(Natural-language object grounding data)
--------------------------------------------------

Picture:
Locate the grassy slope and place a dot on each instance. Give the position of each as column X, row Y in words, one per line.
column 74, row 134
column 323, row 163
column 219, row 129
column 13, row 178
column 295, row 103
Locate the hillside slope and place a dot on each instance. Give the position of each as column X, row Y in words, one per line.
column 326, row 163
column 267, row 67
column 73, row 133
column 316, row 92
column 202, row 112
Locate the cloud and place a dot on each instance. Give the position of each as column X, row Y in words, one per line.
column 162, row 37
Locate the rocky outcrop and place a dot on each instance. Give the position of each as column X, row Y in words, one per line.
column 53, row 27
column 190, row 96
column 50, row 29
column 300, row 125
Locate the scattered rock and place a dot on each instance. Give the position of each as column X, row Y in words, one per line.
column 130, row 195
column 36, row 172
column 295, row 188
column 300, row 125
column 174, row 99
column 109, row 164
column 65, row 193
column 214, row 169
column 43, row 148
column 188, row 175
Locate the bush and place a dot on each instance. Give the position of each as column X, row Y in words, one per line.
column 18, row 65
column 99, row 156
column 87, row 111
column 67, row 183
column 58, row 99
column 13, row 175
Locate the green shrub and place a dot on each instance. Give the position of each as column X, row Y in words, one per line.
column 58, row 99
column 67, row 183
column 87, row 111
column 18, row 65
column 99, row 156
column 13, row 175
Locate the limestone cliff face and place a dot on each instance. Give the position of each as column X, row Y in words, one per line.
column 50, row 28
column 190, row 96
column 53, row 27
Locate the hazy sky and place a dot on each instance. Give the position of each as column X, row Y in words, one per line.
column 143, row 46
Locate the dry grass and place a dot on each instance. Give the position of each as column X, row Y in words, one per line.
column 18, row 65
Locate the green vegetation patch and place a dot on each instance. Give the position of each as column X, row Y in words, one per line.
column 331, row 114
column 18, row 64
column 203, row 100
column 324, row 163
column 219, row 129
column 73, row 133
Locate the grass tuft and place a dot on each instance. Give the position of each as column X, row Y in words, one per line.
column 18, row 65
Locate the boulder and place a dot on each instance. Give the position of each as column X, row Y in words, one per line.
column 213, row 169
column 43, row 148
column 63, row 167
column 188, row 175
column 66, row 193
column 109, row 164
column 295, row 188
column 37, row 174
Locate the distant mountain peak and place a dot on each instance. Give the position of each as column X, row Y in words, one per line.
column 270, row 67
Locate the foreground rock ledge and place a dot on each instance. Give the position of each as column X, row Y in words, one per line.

--------------------------------------------------

What you need to do: Print each entry exactly as it appears above.

Result below:
Picture:
Locate the grassy slope and place a dot on each instance. Give the position of each as column X, row Y in words, one per line.
column 74, row 134
column 323, row 163
column 219, row 129
column 13, row 178
column 295, row 103
Locate the hillside slope and place a dot on each instance. Give the position of each as column X, row Y in words, one per line.
column 326, row 163
column 267, row 67
column 73, row 133
column 316, row 92
column 202, row 112
Locate the cloud and place a dot on each instance. Give the position of each as column X, row Y in words, one per line.
column 162, row 37
Locate the rocky outcrop and place a dot on each instance. Give the position of each as column X, row Y in words, one per line.
column 53, row 27
column 190, row 96
column 50, row 29
column 300, row 125
Locate the scattered rock and place a dot on each instance. Give the position of each as column X, row Y in words, one per line.
column 130, row 195
column 36, row 172
column 295, row 188
column 300, row 125
column 174, row 99
column 109, row 164
column 65, row 193
column 214, row 169
column 43, row 148
column 188, row 175
Locate the bush and place a dot on each instance. Give the position of each as column X, row Y in words, one per line.
column 18, row 65
column 99, row 156
column 87, row 111
column 67, row 183
column 58, row 99
column 13, row 175
Locate the green shrub and place a dot on each instance. Give the position of each as column X, row Y in words, one per line.
column 58, row 99
column 67, row 183
column 87, row 111
column 18, row 65
column 99, row 156
column 13, row 175
Locate the limestone cliff face and place a dot on each instance. Give the position of each as column X, row Y in words, one per line.
column 50, row 28
column 190, row 96
column 53, row 27
Locate the hazy sky and place a dot on each instance. Give the position of each as column X, row Y in words, one per line.
column 143, row 46
Locate the dry grass and place a dot on each instance. Give the position of each as column X, row Y in words, one per line.
column 18, row 65
Locate the green vegetation patch and place a dot on each instance. Give the position of each as column X, row Y in words, one per line.
column 331, row 114
column 18, row 64
column 203, row 100
column 324, row 163
column 219, row 129
column 73, row 133
Locate the grass tuft and place a dot on each instance. Give the position of each as column X, row Y in words, one per line.
column 18, row 65
Locate the boulder and place a dot on each instance. Give the position of each as column X, row Y in words, one per line.
column 213, row 169
column 43, row 148
column 63, row 167
column 188, row 175
column 66, row 193
column 109, row 164
column 295, row 188
column 37, row 174
Locate the distant mountain peak and place a dot on each instance. Give the position of each as column X, row Y in words, one per line.
column 270, row 67
Locate the foreground rock ledge and place a dot on each instance. Give the position of each as column X, row Y in words, one per line.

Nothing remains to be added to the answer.